──────── DATA FOR PROCESSING ────────

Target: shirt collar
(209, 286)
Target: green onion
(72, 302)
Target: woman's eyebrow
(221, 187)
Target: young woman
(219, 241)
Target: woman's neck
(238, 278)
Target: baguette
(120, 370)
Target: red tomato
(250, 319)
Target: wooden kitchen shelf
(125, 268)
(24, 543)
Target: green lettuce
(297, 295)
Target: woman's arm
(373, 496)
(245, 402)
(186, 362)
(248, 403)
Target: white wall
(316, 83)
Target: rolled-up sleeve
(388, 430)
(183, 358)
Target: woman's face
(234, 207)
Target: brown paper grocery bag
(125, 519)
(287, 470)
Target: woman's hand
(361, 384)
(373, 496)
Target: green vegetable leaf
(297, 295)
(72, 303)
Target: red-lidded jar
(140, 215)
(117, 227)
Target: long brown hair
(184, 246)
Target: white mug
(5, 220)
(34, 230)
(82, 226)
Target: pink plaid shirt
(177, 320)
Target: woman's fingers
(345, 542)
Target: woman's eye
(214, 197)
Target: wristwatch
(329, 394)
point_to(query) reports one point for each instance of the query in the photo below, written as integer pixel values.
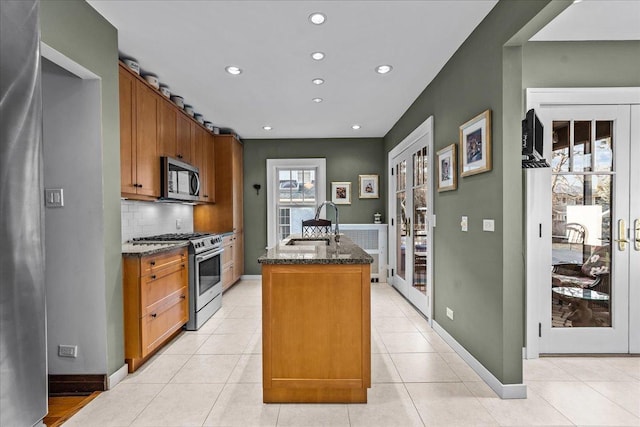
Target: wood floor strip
(61, 408)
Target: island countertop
(343, 252)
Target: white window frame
(320, 164)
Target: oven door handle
(200, 258)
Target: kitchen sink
(308, 242)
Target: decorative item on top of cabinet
(156, 302)
(152, 127)
(139, 160)
(226, 215)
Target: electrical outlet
(54, 197)
(464, 223)
(68, 350)
(488, 225)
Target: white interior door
(585, 302)
(411, 210)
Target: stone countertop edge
(346, 252)
(144, 249)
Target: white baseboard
(505, 391)
(117, 376)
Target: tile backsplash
(141, 219)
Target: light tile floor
(212, 377)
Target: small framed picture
(475, 145)
(341, 193)
(447, 173)
(369, 187)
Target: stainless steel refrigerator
(23, 357)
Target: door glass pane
(603, 147)
(581, 230)
(401, 218)
(560, 147)
(420, 238)
(582, 147)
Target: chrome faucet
(337, 232)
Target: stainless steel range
(205, 268)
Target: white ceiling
(189, 43)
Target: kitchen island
(316, 321)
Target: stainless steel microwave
(180, 180)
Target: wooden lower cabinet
(232, 259)
(316, 333)
(156, 302)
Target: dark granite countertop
(146, 248)
(344, 252)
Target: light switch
(488, 225)
(53, 197)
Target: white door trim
(425, 129)
(535, 98)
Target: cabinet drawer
(162, 260)
(161, 323)
(157, 288)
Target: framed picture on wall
(341, 192)
(446, 168)
(368, 187)
(475, 145)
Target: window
(295, 188)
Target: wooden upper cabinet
(147, 159)
(210, 166)
(184, 139)
(167, 130)
(139, 162)
(127, 132)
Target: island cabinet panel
(156, 302)
(316, 332)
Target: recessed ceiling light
(317, 18)
(232, 69)
(383, 69)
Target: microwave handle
(197, 178)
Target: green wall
(346, 159)
(479, 274)
(76, 30)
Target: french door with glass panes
(589, 300)
(411, 225)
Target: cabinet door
(200, 141)
(184, 137)
(147, 159)
(167, 137)
(127, 132)
(210, 164)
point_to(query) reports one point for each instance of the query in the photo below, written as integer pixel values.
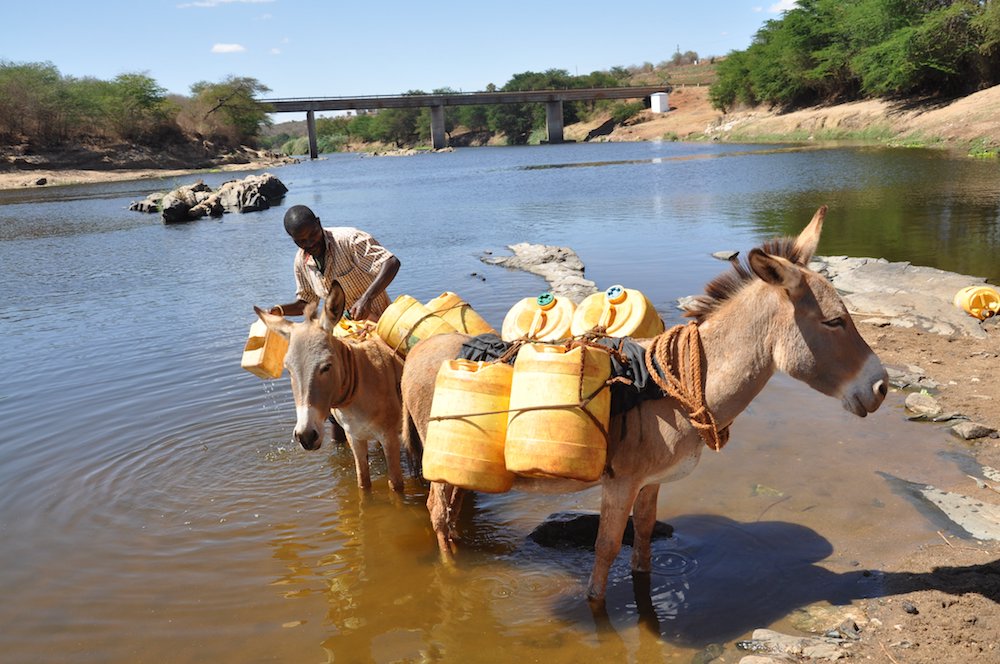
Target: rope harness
(674, 360)
(349, 380)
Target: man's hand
(359, 310)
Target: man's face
(309, 238)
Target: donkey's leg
(643, 520)
(391, 448)
(360, 450)
(616, 503)
(438, 504)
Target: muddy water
(153, 508)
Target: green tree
(136, 106)
(229, 111)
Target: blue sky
(302, 48)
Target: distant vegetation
(42, 108)
(838, 50)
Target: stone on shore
(922, 404)
(190, 202)
(972, 430)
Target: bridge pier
(438, 137)
(311, 128)
(554, 121)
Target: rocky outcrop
(900, 294)
(560, 266)
(190, 202)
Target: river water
(153, 508)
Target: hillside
(968, 123)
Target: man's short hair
(298, 216)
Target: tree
(228, 111)
(135, 106)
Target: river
(153, 508)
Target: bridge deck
(458, 99)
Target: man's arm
(359, 310)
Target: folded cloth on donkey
(627, 362)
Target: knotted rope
(674, 360)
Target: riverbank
(969, 123)
(93, 166)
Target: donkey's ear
(775, 270)
(275, 323)
(808, 239)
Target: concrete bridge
(553, 100)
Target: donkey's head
(809, 333)
(815, 338)
(319, 365)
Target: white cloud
(228, 48)
(216, 3)
(782, 6)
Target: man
(350, 256)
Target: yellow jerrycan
(542, 318)
(406, 321)
(980, 302)
(459, 314)
(467, 451)
(354, 330)
(264, 353)
(560, 441)
(624, 312)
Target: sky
(315, 48)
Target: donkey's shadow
(716, 579)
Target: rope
(678, 354)
(349, 385)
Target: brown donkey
(773, 314)
(358, 380)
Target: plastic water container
(468, 451)
(981, 301)
(354, 330)
(542, 318)
(405, 322)
(459, 314)
(558, 442)
(624, 312)
(264, 353)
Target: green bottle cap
(546, 300)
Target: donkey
(772, 314)
(358, 380)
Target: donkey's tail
(411, 440)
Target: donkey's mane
(727, 284)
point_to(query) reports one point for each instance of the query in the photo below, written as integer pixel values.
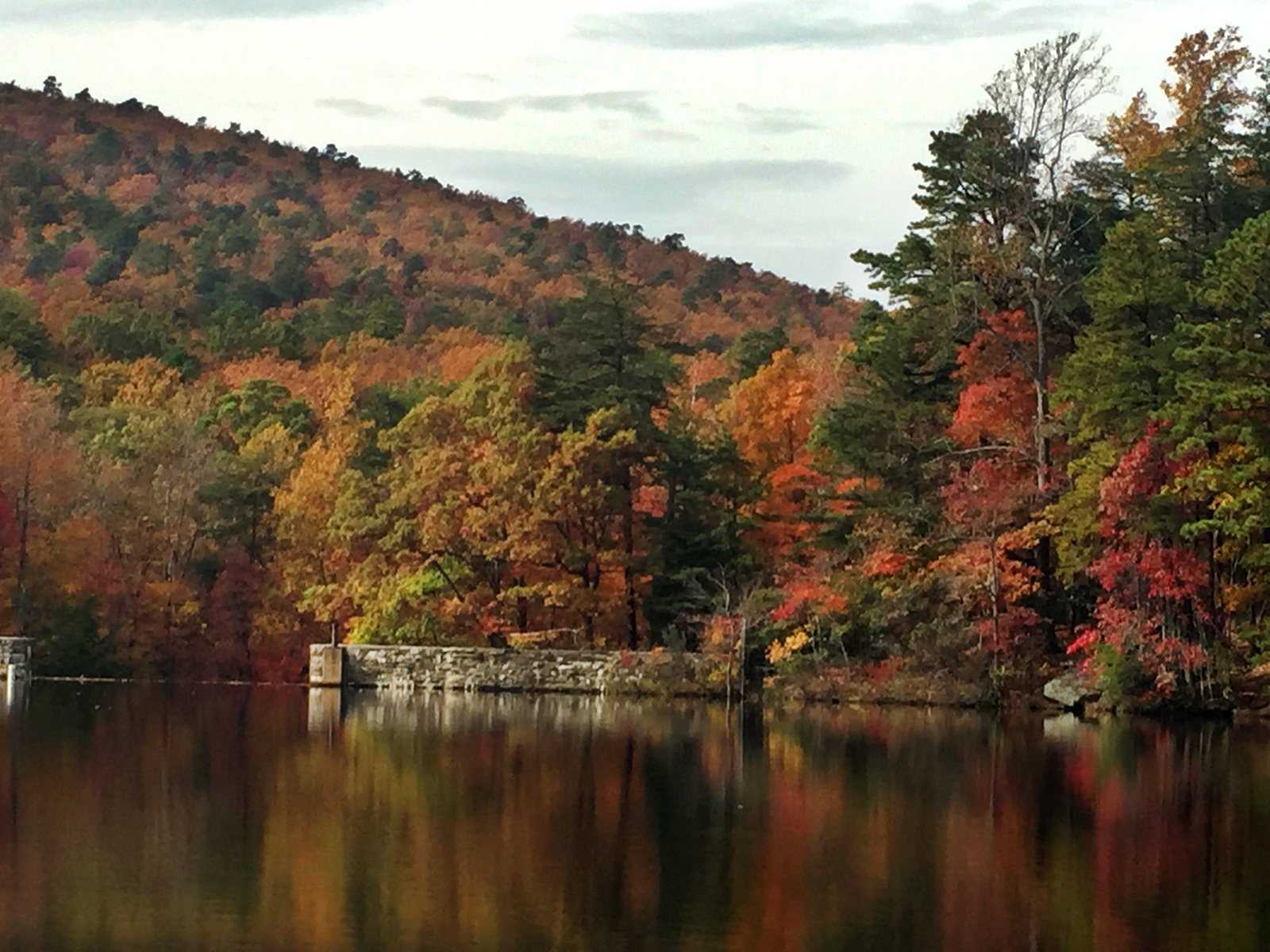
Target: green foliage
(124, 333)
(22, 332)
(256, 405)
(753, 349)
(601, 355)
(71, 644)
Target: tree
(602, 357)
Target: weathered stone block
(327, 666)
(550, 670)
(1071, 689)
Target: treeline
(264, 397)
(256, 397)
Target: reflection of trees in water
(213, 818)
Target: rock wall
(645, 673)
(17, 651)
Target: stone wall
(643, 673)
(17, 651)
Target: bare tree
(1045, 92)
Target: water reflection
(226, 818)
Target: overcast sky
(775, 132)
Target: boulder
(1071, 689)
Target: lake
(225, 818)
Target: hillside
(108, 203)
(228, 359)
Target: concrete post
(327, 666)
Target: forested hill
(253, 395)
(237, 244)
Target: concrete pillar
(327, 666)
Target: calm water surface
(264, 819)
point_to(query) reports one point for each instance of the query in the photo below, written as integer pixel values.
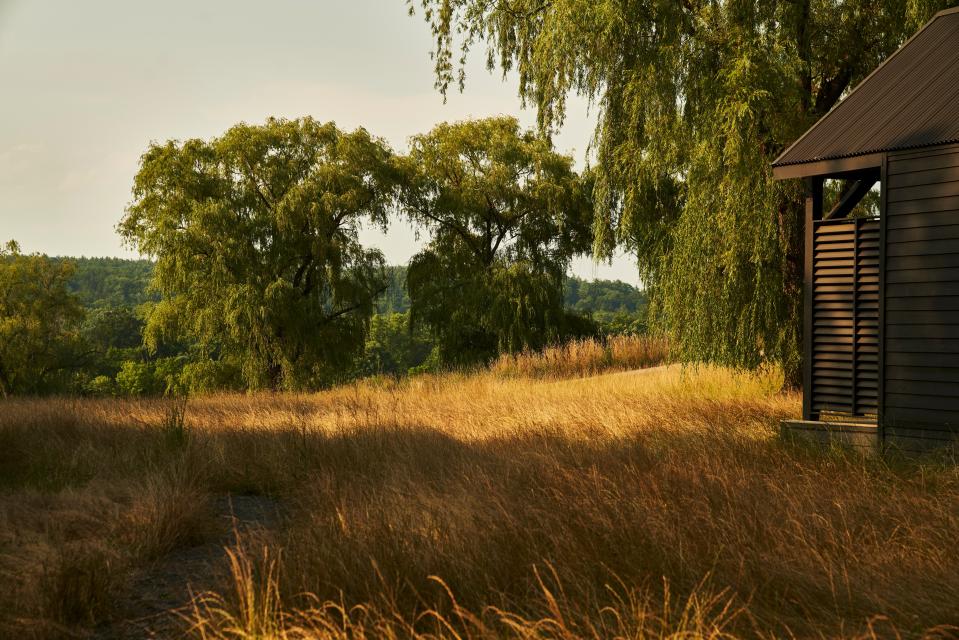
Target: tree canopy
(694, 99)
(505, 214)
(39, 321)
(255, 235)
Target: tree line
(257, 279)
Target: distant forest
(102, 283)
(112, 353)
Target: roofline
(831, 167)
(938, 15)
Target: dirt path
(158, 595)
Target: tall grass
(587, 357)
(655, 504)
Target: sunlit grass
(657, 503)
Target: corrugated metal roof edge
(778, 162)
(870, 151)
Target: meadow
(513, 502)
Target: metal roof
(910, 100)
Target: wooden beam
(829, 168)
(813, 214)
(851, 196)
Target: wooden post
(883, 222)
(813, 214)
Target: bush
(137, 379)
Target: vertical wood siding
(921, 363)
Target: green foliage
(591, 296)
(505, 215)
(394, 347)
(137, 379)
(694, 99)
(111, 282)
(39, 321)
(255, 239)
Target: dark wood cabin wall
(921, 360)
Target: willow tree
(39, 322)
(505, 214)
(694, 98)
(255, 234)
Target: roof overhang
(835, 167)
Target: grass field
(645, 504)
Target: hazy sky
(85, 86)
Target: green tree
(394, 346)
(39, 322)
(505, 214)
(694, 98)
(255, 236)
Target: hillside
(650, 504)
(117, 282)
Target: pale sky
(86, 85)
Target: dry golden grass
(646, 504)
(585, 358)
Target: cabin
(881, 326)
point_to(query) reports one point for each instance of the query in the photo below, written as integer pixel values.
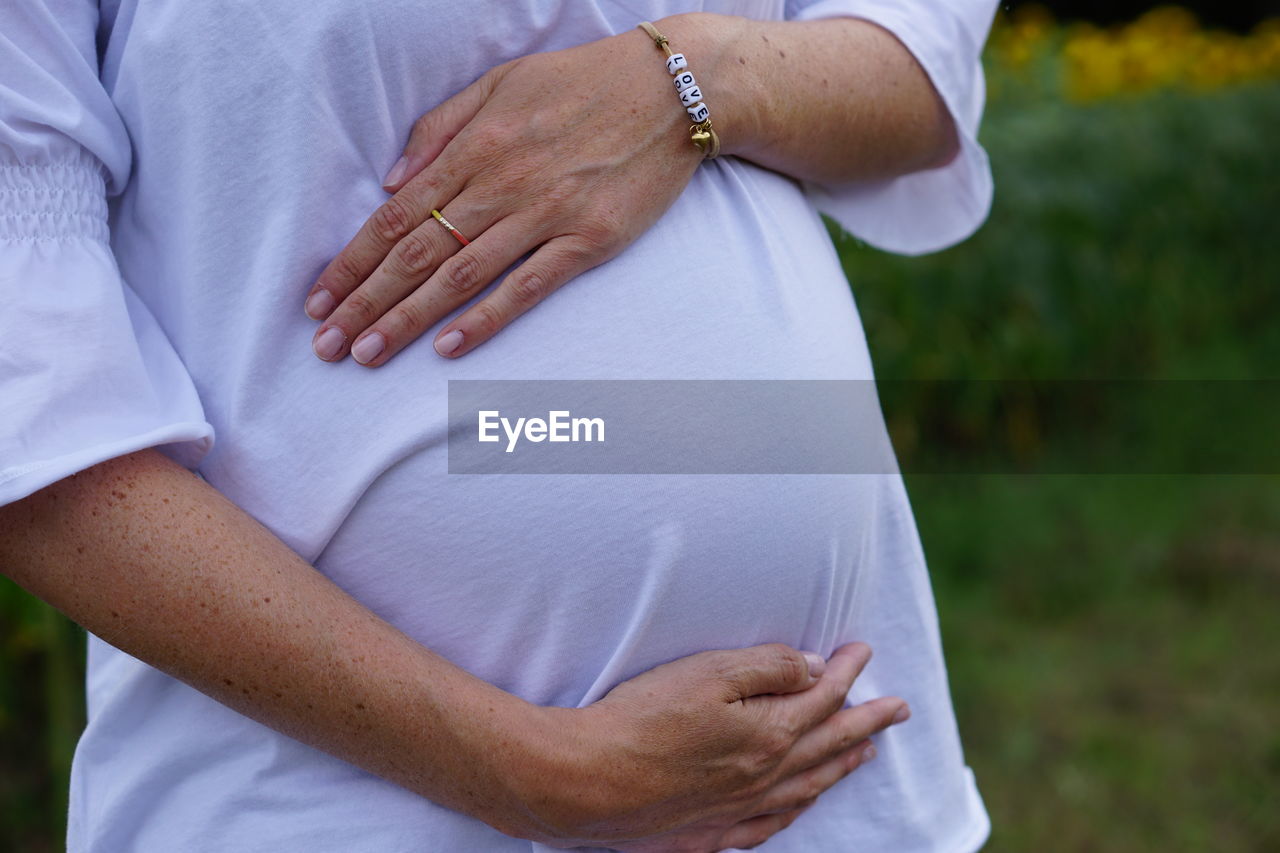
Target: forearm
(160, 565)
(831, 100)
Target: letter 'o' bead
(691, 96)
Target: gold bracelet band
(700, 132)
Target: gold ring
(453, 231)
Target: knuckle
(529, 287)
(461, 274)
(414, 255)
(407, 318)
(392, 220)
(361, 309)
(344, 273)
(488, 320)
(833, 698)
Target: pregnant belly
(557, 588)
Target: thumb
(773, 667)
(437, 128)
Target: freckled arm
(155, 561)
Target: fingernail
(319, 305)
(368, 347)
(396, 173)
(329, 342)
(817, 665)
(449, 342)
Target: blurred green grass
(1114, 642)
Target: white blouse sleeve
(86, 373)
(927, 210)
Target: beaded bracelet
(690, 95)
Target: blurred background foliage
(1114, 641)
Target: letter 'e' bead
(691, 96)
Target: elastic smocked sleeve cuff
(86, 373)
(928, 210)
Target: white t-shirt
(173, 177)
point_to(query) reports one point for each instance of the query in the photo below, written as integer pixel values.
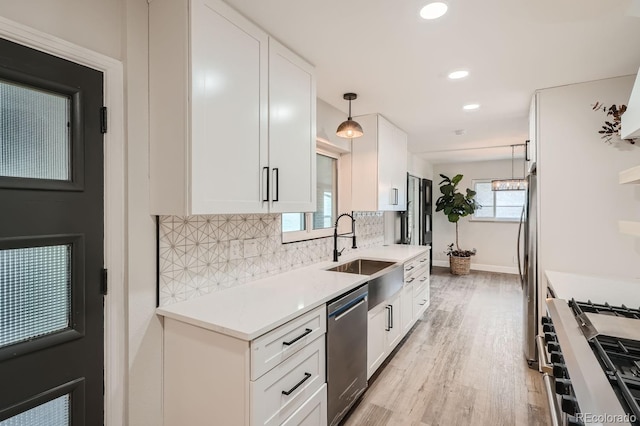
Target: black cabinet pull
(291, 342)
(387, 326)
(267, 191)
(306, 377)
(276, 184)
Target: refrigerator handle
(518, 248)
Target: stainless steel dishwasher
(346, 352)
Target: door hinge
(103, 284)
(103, 120)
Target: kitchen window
(498, 206)
(306, 226)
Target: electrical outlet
(235, 249)
(250, 248)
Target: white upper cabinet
(631, 118)
(213, 130)
(379, 166)
(292, 130)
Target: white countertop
(598, 289)
(252, 309)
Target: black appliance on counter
(590, 357)
(416, 221)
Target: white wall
(580, 198)
(495, 241)
(419, 167)
(94, 24)
(118, 28)
(145, 328)
(328, 120)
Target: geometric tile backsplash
(194, 251)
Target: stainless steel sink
(362, 266)
(385, 278)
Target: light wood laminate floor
(462, 364)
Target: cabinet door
(386, 159)
(229, 111)
(400, 170)
(395, 334)
(376, 338)
(406, 307)
(292, 131)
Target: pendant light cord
(512, 175)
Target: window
(305, 226)
(497, 205)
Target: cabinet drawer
(423, 259)
(420, 302)
(271, 349)
(410, 266)
(313, 412)
(283, 390)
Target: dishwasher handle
(344, 310)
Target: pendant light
(349, 129)
(510, 184)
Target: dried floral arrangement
(611, 126)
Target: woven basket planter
(460, 265)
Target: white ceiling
(397, 63)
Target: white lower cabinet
(384, 332)
(313, 412)
(277, 379)
(391, 320)
(406, 303)
(279, 393)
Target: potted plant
(455, 205)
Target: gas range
(592, 363)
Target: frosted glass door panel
(35, 292)
(35, 131)
(52, 413)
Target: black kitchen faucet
(337, 253)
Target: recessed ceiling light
(456, 75)
(433, 10)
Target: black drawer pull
(291, 342)
(290, 391)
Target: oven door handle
(552, 401)
(544, 366)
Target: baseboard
(481, 267)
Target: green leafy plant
(455, 205)
(611, 126)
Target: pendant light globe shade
(349, 129)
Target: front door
(51, 240)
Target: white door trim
(114, 203)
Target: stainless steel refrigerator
(416, 221)
(528, 266)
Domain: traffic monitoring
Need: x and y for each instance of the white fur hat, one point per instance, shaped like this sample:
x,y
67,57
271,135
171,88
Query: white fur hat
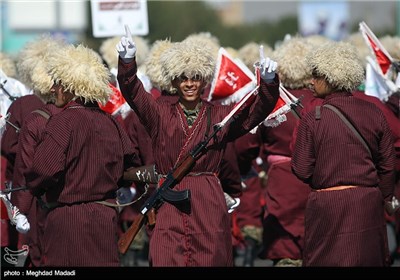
x,y
392,45
294,72
187,58
357,40
36,54
153,65
7,65
81,71
110,55
250,53
206,40
338,63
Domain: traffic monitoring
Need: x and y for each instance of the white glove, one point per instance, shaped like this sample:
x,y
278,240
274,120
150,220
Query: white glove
x,y
267,67
125,195
21,223
231,202
126,47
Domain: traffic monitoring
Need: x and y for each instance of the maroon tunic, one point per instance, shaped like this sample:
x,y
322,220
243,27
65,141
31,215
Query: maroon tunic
x,y
339,223
286,195
81,160
18,111
249,211
203,236
29,136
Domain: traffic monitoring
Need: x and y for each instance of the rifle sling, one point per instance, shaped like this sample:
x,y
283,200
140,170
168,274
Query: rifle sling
x,y
349,125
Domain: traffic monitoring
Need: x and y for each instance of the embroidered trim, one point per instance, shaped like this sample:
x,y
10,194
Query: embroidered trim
x,y
193,130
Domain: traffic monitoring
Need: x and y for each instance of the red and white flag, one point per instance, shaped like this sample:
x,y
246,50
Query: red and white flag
x,y
232,80
114,104
381,55
282,107
377,84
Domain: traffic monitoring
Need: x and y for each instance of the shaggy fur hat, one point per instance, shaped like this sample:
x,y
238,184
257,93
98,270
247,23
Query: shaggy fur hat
x,y
317,40
250,53
187,58
35,54
338,63
32,61
81,71
205,39
110,54
357,40
293,69
392,45
153,65
8,65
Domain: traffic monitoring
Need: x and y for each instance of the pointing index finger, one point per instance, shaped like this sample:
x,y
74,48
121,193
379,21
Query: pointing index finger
x,y
261,52
128,32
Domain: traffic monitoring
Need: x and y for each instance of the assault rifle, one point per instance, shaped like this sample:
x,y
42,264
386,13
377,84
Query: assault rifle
x,y
165,192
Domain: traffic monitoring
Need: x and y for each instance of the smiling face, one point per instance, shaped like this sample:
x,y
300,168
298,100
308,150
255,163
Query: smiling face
x,y
189,90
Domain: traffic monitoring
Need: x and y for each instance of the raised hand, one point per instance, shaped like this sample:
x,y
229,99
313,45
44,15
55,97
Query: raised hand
x,y
267,67
126,47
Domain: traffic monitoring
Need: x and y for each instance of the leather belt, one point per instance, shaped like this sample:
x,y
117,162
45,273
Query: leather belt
x,y
335,188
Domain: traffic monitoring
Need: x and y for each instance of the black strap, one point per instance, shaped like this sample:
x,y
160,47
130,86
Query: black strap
x,y
318,112
208,122
349,125
43,113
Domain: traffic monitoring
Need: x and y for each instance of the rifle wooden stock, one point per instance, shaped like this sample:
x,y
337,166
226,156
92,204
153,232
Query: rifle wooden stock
x,y
155,200
127,237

────────

From the line containing "Query: black strap" to the final line of the data, repeat each line exactly. Include both ends.

_THE COMPLETED TASK_:
Query: black strap
x,y
318,112
208,122
349,125
43,113
Domain: traffic monitoring
Need: x and y for each instance of the rifle wooden stock, one point per instance, shaped like this sample:
x,y
337,166
226,156
92,204
153,232
Query: rifle wooden stock
x,y
155,200
127,237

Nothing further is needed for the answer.